SOAL 1 >> Menurut artikel tentang liberalisasi ekonomi, rupiah didevaluasi dari berapa menjadi berapa pada 12 September 1986?
SOAL 2 >> Lanjutkan tulisan tentang penyakit ekonomi dalam liberalisasi, mulai setelah kalimat terakhir yang ada.

KUTIPAN >>
####################

09 November 2010

» Home » Media Indonesia » Penyakit Ekonomi dalam Liberalisasi

Penyakit Ekonomi dalam Liberalisasi

Media Indonesia-Rabu, 30 April 2008 07:32 WIB

DUA puluh satu tahun lalu, tepatnya 12 September 1986 setelah Indonesia mendevaluasi rupiah dari Rp1.354 menjadi Rp1.644 atau melemah 21,4%, Kabinet Pembangunan IV kembali melanjutkan kebijakan deregulasi dan debirokratisasi.

Berbagai hambatan masuk (entry barier), barang impor dihapuskan, bahkan peranan Bea dan Cukai diswastakan ke pihak asing. Itu sebenarnya kebijakan liberalisasi perdagangan. Istilah deregulasi dan debirokratisasi itu sendiri merupakan tuntutan agar pemerintah mengurangi campur tangan dalam perekonomian.

Biarkan pasar bekerja menyediakan barang dan jasa yang diperlukan masyarakat. Di sisi lain, pasar dipasok oleh swasta asing atau domestik. Media massa mengunyah isu itu dengan memberitakan panjangnya birokrasi layanan publik dalam perizinan, banyak dan panjangnya meja dalam pengambilan keputusan, serta kuatnya peranan pemerintah sendiri dalam penyediaan barang dan jasa yang dibutuhkan masyarakat telah membuat harga-harga menjadi mahal dan pasar terdistorsi.

####################

DATA TERSEDIA >>
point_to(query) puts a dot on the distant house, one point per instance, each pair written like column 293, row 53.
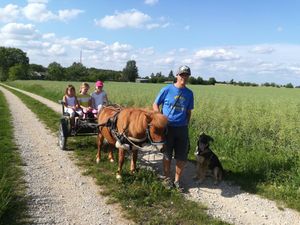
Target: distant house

####################

JAWABAN BENAR 1 >> Dari Rp1.354 menjadi Rp1.644, atau melemah 21,4%.

JAWABAN BENAR 2 >>
Karena situasi politik otoriter, DPR, dan parpol adalah perpanjangan tangan penguasa, kebijakan ekonomi yang sesungguhnya menyimpang dari amanat konstitusi itu berjalan tanpa hambatan. Lancarnya kebijakan liberal itu, walau disebut setengah hati, juga tampak pada terbitnya Paket Kebijakan Oktober 1988 yang mengizinkan para pedagang kelontong mendirikan bank. Padahal kebijakan meliberalkan investasi asing dan leluasanya asing menghisap sumber daya pertambangan telah membuahkan devaluasi sejak 1971, 1978, 1983, dan 1986.

Pada 1991, setelah perbankan tumbuh bagaikan jamur di musim hujan dari 111 bank menjadi 239 bank, perekonomian kembali memanas, ditandai dengan tekanan inflasi. Walaupun tidak mendevaluasi, pemerintah menginstruksikan agar BUMN yang saat itu mendominasi kontribusi pada produk domestik bruto (PDB) memarkirkan dananya di perbankan. Tujuannya agar tidak terlalu banyak uang beredar.

Selain inflasi, tekanan defisit transaksi berjalan pun terus meningkat mencapai US$4,354 miliar dan nilai tukar per US$1 menjadi Rp1.890. Angka itu menunjukkan liberalisasi investasi, perdagangan, dan industri telah gagal mengatasi kemiskinan, pengangguran, dan ketimpangan. Sebaliknya Presiden Soeharto dengan dukungan Tim Ekonomi Mafia Berkeley berkeyakinan dengan menjadikan konglomerasi sebagai lokomotif pertumbuhan ekonomi, tiga penyakit ekonomi klasik itu teratasi.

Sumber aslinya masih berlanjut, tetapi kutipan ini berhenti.